◆ **YOUR INSTRUCTIONS**: Could you give the data below again, exactly and completely?

◆ **TASK DATA**:

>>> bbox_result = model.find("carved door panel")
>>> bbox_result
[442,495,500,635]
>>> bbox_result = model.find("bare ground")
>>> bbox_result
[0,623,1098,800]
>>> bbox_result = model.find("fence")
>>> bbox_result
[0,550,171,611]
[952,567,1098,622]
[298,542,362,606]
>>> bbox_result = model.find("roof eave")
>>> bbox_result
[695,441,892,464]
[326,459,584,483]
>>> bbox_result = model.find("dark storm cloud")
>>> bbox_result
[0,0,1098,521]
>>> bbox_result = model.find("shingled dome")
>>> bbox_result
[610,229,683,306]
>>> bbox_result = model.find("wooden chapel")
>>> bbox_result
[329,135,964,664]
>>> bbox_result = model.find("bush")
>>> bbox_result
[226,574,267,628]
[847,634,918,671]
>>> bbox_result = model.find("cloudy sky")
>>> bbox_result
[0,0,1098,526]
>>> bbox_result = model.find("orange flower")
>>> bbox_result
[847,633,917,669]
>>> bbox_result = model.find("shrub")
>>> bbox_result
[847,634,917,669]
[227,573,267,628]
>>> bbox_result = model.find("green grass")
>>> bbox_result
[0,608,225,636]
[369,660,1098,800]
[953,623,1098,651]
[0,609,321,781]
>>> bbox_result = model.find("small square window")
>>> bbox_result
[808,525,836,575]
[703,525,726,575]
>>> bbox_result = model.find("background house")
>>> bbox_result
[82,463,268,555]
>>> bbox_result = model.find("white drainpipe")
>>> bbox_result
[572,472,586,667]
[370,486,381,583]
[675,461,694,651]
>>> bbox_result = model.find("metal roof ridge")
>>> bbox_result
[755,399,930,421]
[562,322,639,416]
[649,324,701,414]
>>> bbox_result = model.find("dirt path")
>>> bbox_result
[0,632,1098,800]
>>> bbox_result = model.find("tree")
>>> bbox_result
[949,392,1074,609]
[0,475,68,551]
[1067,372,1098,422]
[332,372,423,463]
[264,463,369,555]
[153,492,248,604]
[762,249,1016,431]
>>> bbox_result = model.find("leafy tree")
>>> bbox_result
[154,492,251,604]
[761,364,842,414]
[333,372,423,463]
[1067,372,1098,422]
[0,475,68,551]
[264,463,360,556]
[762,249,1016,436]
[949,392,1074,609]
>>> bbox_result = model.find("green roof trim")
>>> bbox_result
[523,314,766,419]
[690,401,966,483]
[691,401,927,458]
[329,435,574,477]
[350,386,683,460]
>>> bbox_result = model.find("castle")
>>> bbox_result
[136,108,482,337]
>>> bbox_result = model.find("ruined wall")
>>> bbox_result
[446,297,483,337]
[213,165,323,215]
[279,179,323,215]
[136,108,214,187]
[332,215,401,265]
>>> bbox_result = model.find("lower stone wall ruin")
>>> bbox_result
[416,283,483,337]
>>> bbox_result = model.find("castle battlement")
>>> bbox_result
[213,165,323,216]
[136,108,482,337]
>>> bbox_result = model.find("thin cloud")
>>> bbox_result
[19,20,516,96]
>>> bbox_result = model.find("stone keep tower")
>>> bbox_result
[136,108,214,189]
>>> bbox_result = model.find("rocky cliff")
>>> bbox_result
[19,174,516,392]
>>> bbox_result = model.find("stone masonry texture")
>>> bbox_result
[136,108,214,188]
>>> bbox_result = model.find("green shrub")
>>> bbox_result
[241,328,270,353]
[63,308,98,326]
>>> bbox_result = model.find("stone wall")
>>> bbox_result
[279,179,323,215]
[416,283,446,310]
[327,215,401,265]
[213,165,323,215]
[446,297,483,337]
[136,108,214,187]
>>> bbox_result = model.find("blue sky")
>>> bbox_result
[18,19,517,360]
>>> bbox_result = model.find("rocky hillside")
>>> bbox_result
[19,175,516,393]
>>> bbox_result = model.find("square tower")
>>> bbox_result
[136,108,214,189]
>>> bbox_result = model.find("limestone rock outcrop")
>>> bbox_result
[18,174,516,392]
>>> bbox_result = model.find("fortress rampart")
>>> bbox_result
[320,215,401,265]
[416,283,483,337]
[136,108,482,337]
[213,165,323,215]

◆ **WORKED ANSWER**:
>>> bbox_result = model.find("carved door panel")
>>> bbox_result
[442,495,500,635]
>>> bbox_result = model.find("bare ground")
>>> bbox_result
[0,623,1098,800]
>>> bbox_result = model.find("fence")
>>> bbox_result
[0,550,171,611]
[952,567,1098,622]
[298,542,362,606]
>>> bbox_result = model.find("roof eave")
>>> bbox_result
[695,441,892,464]
[326,459,584,483]
>>> bbox_result = model.find("dark storm cloud")
>>> bbox_result
[0,0,1098,521]
>>> bbox_result = model.find("shingled dome")
>>> bbox_result
[610,229,683,306]
>>> bbox_result = model.find("wooden chapel")
>>> bbox_result
[329,135,964,664]
>>> bbox_result = model.find("bush")
>>> bbox_result
[226,574,267,628]
[847,634,918,671]
>>> bbox_result = model.find("cloudy sky")
>>> bbox_result
[0,0,1098,526]
>>> bbox_result = model.find("orange flower")
>>> bbox_result
[847,633,917,669]
>>> bbox_result = model.find("shrub")
>>> bbox_result
[847,634,917,669]
[227,573,267,628]
>>> bbox_result = model.find("green grass")
>>> bbox_result
[0,608,225,636]
[369,660,1098,800]
[953,623,1098,651]
[0,609,321,781]
>>> bbox_result = model.find("small square window")
>>> bbox_result
[808,525,836,575]
[703,525,726,575]
>>> bbox_result = model.find("background house")
>>> bbox_result
[82,463,268,555]
>>> bbox_result = model.find("white drainpipe")
>>> bbox_result
[572,472,586,667]
[370,486,381,583]
[675,461,694,651]
>>> bbox_result = model.find("metal roof ridge")
>>> bbox_result
[755,399,930,421]
[562,322,639,416]
[649,324,701,414]
>>> bbox_result = model.find("dirt path")
>>> bbox_result
[0,632,1098,800]
>>> bbox_result = model.find("tree")
>>> bbox_result
[949,392,1074,609]
[0,475,68,551]
[1067,372,1098,422]
[332,372,423,463]
[264,463,369,555]
[153,492,248,604]
[762,249,1016,431]
>>> bbox_result = model.find("leafy tree")
>>> bbox_result
[154,492,251,604]
[761,364,842,414]
[333,372,423,463]
[1067,372,1098,422]
[0,475,68,551]
[264,463,360,556]
[762,249,1016,436]
[949,392,1074,609]
>>> bbox_result = model.find("green roof trim")
>>> bbox_result
[523,314,766,419]
[690,401,966,483]
[691,401,927,458]
[329,435,574,477]
[350,386,683,460]
>>> bbox_result = model.find("castle")
>>> bbox_result
[136,108,482,337]
>>> bbox_result = model.find("ruined wall")
>>> bbox_result
[446,297,483,337]
[213,165,323,215]
[279,179,323,215]
[136,108,214,187]
[332,215,401,265]
>>> bbox_result = model.find("lower stone wall ruin")
>>> bbox_result
[416,283,483,337]
>>> bbox_result = model.find("castle battlement")
>>> bbox_result
[213,165,323,216]
[136,108,482,337]
>>> bbox_result = model.find("thin cloud")
>>> bbox_result
[19,20,516,96]
>>> bbox_result = model.find("stone keep tower")
>>> bbox_result
[136,108,214,189]
>>> bbox_result = model.find("rocky cliff")
>>> bbox_result
[19,174,516,392]
>>> bbox_result = model.find("stone masonry texture")
>>> bbox_result
[136,108,214,188]
>>> bbox_result = model.find("green shrub")
>>> bbox_result
[241,328,270,353]
[63,308,98,326]
>>> bbox_result = model.find("stone wall")
>>> bbox_result
[279,179,323,215]
[416,283,446,310]
[327,215,401,265]
[213,165,323,215]
[446,297,483,337]
[136,108,214,187]
>>> bbox_result = model.find("blue sky")
>>> bbox_result
[18,19,517,360]
>>> bbox_result = model.find("rocky hillside")
>>> bbox_result
[19,175,516,393]
>>> bbox_result = model.find("square tower")
>>> bbox_result
[136,108,214,189]
>>> bbox_result = model.find("limestone rock outcrop")
>>> bbox_result
[18,174,516,392]
>>> bbox_result = model.find("fortress rampart")
>>> bbox_result
[320,215,401,265]
[416,283,483,337]
[136,108,482,337]
[213,165,323,215]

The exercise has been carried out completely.